■ Exercise task: Express the items from the line containing "One point per instance of the dark" through the end of the items as a two-column CSV with the header instruction,answer. Give one row per instruction, with its text and its answer each in a single quoted field and any line breaks replaced by spaces, and leave the pictures out.

-*-*-

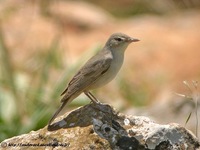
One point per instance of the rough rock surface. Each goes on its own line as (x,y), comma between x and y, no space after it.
(99,126)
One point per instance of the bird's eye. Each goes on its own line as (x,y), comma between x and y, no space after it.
(118,39)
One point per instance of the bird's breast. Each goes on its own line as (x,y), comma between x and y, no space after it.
(110,73)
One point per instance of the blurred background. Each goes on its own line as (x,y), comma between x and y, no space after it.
(44,42)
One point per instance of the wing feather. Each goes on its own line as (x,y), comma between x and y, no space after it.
(88,74)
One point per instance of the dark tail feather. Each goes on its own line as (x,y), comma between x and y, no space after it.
(57,112)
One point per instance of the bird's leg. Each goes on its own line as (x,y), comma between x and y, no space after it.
(91,97)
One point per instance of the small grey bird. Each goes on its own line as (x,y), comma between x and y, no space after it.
(97,71)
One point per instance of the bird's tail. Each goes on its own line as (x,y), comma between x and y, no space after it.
(57,112)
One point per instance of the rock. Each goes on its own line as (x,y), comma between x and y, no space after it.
(99,126)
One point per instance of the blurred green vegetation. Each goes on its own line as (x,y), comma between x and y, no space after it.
(29,97)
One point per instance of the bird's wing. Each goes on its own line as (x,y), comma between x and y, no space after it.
(88,74)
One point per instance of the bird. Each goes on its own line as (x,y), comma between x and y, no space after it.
(97,71)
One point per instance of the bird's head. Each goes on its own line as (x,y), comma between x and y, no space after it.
(119,40)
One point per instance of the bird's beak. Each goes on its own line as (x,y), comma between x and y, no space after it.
(132,40)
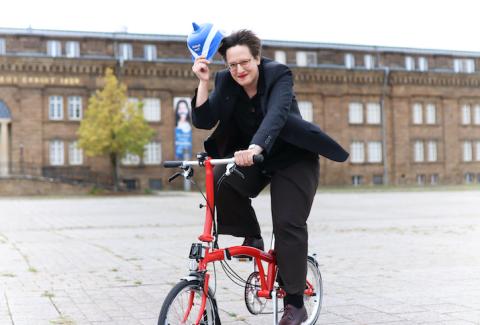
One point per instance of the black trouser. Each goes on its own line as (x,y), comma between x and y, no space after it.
(292,191)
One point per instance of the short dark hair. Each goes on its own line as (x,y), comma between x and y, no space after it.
(241,37)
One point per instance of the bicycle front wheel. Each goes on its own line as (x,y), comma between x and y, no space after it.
(182,305)
(313,294)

-*-*-

■ Reply:
instruction,answer
"One point per instance of the dark tail feather. Each goes on its own line as (x,y), comma between x and y, no space after it.","(57,112)"
"One point per instance of the bird's leg. Each goes on its own line as (x,y), comma between x and y, no space after it.","(91,97)"
"One point per instance of the small grey bird. Each goes on its own line as (x,y), comma between x and y, no space after it.","(97,71)"
"One point per instance of the bird's tail. Each goes on its own line as (x,y), comma between x and y, no space after it.","(57,112)"
"One point per instance of the rock. Each goes on its own line as (x,y), comma between x and y, no space after it.","(99,126)"
"One point per instance of the blurred green vegetation. Each goes on its own line as (x,y), comma between x and y, no space after it.","(29,97)"
"One point per instance of the bird's wing. Each goes on its own line as (x,y), comma between x and y, no space after it.","(88,74)"
"One point per instance of the bird. Each goes on its own line as (x,y), comma between x and y, no space after it.","(97,71)"
"One point per instance of the bird's head. Each goes on its own line as (x,y), comma between x and y, no space after it.","(119,40)"
"One point per instance of the bird's beak. Each goes on its own line as (x,y), comma between x and y, no space after it.","(132,40)"
"One point per instance of the black trouser. Each goes on its own line as (x,y), comma between x and y, no space after it.","(292,191)"
"One point per instance of the short dark hair. Each goes on its own line as (x,y), comma between x and y, no space after it.","(241,37)"
"One point per instance of the bicycle front wheel. Each goes on its own line as (x,y), comma between x and y, no space after it.","(182,305) (313,294)"